[Исходный текст]
===

Парень рассказал, что после задержания его привезли в одно из отделений милиции и стали избивать. Требовали, чтобы он сознался, что во время ошских событий они вместе с еще одним задержанным, Махмудом, вооружившись автоматами, проникли в дом к семье Кадыровых и ограбили их. Юлдаш, понятное дело, не стал возводить на себя поклеп и ни в чем не признался.
Тогда два оперативника надели на него наручники и стали бить по животу и по почкам. Так они избивали его в течение двух часов. Затем его повезли в другое отделение милиции, где избиение продолжилось: на этот раз били не только по животу и почкам, но и по голове.
Из постановления о возбуждении уголовного дела следовало, что 11 июня 2010 года Юлдаш вместе с организатором преступления неким Махмудом в составе группы неустановленных лиц в масках и с автоматами проникли в дом семьи Кадыровых. После этого они разграбили дом Кадыровых, похитив имущества на 690 000 сомов ($11 000), затем погрузили всю семью и остатки имущества на КАМАЗ и отвезли в дом к Самиеву. Тот, в свою очередь, отвез их в гостиницу «Алай» и сдал солдатам, которые там жили.
Прокурор милиции не указчик
Забегая вперед, скажу, что суд первой инстанции рассмотрел дело и признал Юлдаша виновным.
Как юрист я не вправе комментировать судебные приговоры. Это во-первых. Во-вторых, для меня это больше история не сына, а отца. Хотя, конечно, возникает вопрос: а справедлив ли был приговор суда? Я считаю, что нет. Приговор не соответствует общепризнанным стандартам прав человека, задекларированным в международных договорах и обязательствах Кыргызстана. В связи с чем по делу Юлдаша мной была направлена индивидуальная жалоба в Комитет по правам человека ООН. Коммуникация (предусмотренная такими делами переписка – прим. автора) закончилась.
Я полагаю, что скоро мы получим «соображение» Комитета (так называется решение по делу. – Прим. «Ферганы»). К слову сказать, я и раньше направлял в Комитет аналогичные жалобы в отношении осужденных по ошским событиям. По пяти лицам Комитет уже указал государству на нарушения норм международного права, в частности: незаконное задержание, пытки, неэффективное их расследование и т.д. Дождемся, что скажет Комитет по этой жалобе.

===

[Приведённые данные]
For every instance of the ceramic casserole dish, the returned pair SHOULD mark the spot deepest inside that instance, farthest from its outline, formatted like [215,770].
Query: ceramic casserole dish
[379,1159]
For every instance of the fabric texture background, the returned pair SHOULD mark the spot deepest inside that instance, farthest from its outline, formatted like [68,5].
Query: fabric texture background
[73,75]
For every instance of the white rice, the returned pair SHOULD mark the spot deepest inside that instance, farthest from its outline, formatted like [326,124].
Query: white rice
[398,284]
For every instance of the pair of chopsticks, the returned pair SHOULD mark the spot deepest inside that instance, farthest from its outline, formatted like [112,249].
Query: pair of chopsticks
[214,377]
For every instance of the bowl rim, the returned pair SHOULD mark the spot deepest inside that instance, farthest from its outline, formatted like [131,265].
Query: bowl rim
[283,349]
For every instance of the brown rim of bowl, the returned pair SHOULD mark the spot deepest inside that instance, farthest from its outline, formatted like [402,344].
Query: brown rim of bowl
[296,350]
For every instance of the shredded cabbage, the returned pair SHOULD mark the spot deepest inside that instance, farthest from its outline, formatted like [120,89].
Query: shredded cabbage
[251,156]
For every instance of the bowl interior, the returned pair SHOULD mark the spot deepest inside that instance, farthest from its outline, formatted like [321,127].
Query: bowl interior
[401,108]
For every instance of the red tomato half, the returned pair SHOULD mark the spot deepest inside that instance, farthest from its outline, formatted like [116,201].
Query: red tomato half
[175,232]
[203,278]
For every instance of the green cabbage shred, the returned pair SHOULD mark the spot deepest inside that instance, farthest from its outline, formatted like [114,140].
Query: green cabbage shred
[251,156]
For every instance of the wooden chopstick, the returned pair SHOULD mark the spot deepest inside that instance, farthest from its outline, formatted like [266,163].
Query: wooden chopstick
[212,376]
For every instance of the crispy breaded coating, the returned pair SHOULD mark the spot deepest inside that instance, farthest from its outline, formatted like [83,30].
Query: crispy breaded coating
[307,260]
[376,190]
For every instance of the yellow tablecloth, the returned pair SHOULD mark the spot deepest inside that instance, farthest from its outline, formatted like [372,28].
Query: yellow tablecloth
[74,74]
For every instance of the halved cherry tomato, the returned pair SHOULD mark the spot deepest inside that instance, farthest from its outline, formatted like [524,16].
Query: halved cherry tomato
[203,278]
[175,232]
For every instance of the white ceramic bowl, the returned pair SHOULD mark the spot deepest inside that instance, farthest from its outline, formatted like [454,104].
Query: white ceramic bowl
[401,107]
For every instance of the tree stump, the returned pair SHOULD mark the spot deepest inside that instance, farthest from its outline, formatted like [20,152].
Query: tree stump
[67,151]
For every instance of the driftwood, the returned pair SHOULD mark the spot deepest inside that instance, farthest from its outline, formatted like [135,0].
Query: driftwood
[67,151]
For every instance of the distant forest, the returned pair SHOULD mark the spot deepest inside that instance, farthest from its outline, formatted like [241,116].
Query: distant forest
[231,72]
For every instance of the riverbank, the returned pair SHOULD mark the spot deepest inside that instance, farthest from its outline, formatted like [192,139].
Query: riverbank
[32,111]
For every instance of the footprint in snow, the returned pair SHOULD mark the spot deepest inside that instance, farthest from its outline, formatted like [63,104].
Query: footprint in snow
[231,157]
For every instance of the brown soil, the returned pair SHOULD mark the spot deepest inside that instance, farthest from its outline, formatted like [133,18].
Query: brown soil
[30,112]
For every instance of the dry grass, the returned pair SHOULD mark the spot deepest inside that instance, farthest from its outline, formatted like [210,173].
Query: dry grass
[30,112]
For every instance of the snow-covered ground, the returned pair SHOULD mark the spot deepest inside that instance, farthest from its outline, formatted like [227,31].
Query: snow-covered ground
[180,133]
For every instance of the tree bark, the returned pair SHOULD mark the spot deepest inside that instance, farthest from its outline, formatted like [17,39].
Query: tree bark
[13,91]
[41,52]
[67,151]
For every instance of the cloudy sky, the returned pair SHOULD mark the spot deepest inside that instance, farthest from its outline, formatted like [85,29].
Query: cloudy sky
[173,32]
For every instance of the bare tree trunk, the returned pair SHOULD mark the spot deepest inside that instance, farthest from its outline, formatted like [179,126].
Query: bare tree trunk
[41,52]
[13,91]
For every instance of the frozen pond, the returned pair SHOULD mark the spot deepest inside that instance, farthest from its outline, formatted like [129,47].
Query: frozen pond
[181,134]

===

[Задания]
1 - Перепишите из текста о деле Юлдаша отрывок, начиная со слов «Как юрист я» и заканчивая словами «прим. автора) закончилась.».
2 - Согласно тексту о деле Юлдаша, на какую сумму было похищено имущество из дома семьи Кадыровых?
3 - Продолжите текст о деле Юлдаша после его последнего предложения.
Данные представляют собой отдельный материал и с текстом о деле Юлдаша не связаны.

[Ответы по заданиям]
1 -
Как юрист я не вправе комментировать судебные приговоры. Это во-первых. Во-вторых, для меня это больше история не сына, а отца. Хотя, конечно, возникает вопрос: а справедлив ли был приговор суда? Я считаю, что нет. Приговор не соответствует общепризнанным стандартам прав человека, задекларированным в международных договорах и обязательствах Кыргызстана. В связи с чем по делу Юлдаша мной была направлена индивидуальная жалоба в Комитет по правам человека ООН. Коммуникация (предусмотренная такими делами переписка – прим. автора) закончилась.

2 - На 690 000 сомов ($11 000).

3 -
Рассказывая обо всей этой истории, я хотел бы опустить многие неприятные и страшные подробности. Я не хотел бы говорить о том, как Юлдаша избивали в течении почти двух суток, требуя от него, чтобы он сознался в преступлении, а затем, после заключения в ИВС, вновь избивали, требуя, чтобы он отозвал заявление о применении к нему пыток. Я не буду пересказывать, как к нему в ИВС на четвертый день задержания зашел прокурор (судя по описанию, один из заместителей Генерального прокурора). Его сопровождал то ли прокурор города, то ли области, следователь и два оперативных работника милиции, избивавших Юлдаша. Перед визитом высокопоставленного лица следователь велел парню молчать об избиениях. Намекнул только, что если тот пожалуется, что его тут били, Юлдаша сгноят в тюрьме, а его больной отец тоже долго не протянет.
Как говорил Юлдаш, «самый главный прокурор» снисходительно похлопал его по плечу и спросил, били ли его работники милиции. Однако сбивчивый рассказа парня до конца так и не дослушал, сказал только, что разберется – и ушел. Услышав это, я чертыхнулся. Ну, неужели нельзя было зайти к задержанному без сопровождения, поговорить с глазу на глаз? Но, видно, король не может без свиты.
Так или иначе, я сразу написал ходатайство в прокуратуру города и следователю, с тем, чтобы Юлдаша из ИВС, где его избивали, перевели в СИЗО. На следующий день прокуратура выдала предписание немедленно перевести задержанного в СИЗО. Однако никто даже не почесался, Юлдаш по-прежнему сидел в ИВС.
Дважды я заходил к прокурору, подготовившему предписание. В ответ на мое возмущение тот только руками разводил: сами видите, милиция нас не слушает! Но где это видано, чтобы милиция игнорировала прокуратуру? В результате вместо предусмотренных законодательством 10 дней Юлдаш находился в ИВС целых 13.
Уголовное дело ушло в суд со следующими обвинениями: участие в массовых беспорядках, умышленное уничтожение чужого имущества, истязание, разбой, захват заложников, похищение человека.
Небольшой сбой в системе
На судебные процессы Камолдин приходил задолго до начала – все ждал, когда конвой привезет сына. В зале суда, когда сына заводили в клетку, подходил к нему, что-то шептал, гладил щеки, руку. В первые дни конвоиры отгоняли его, но потом сжалились. Под умоляющим взглядом отца делали вид, что не замечают этих встреч украдкой.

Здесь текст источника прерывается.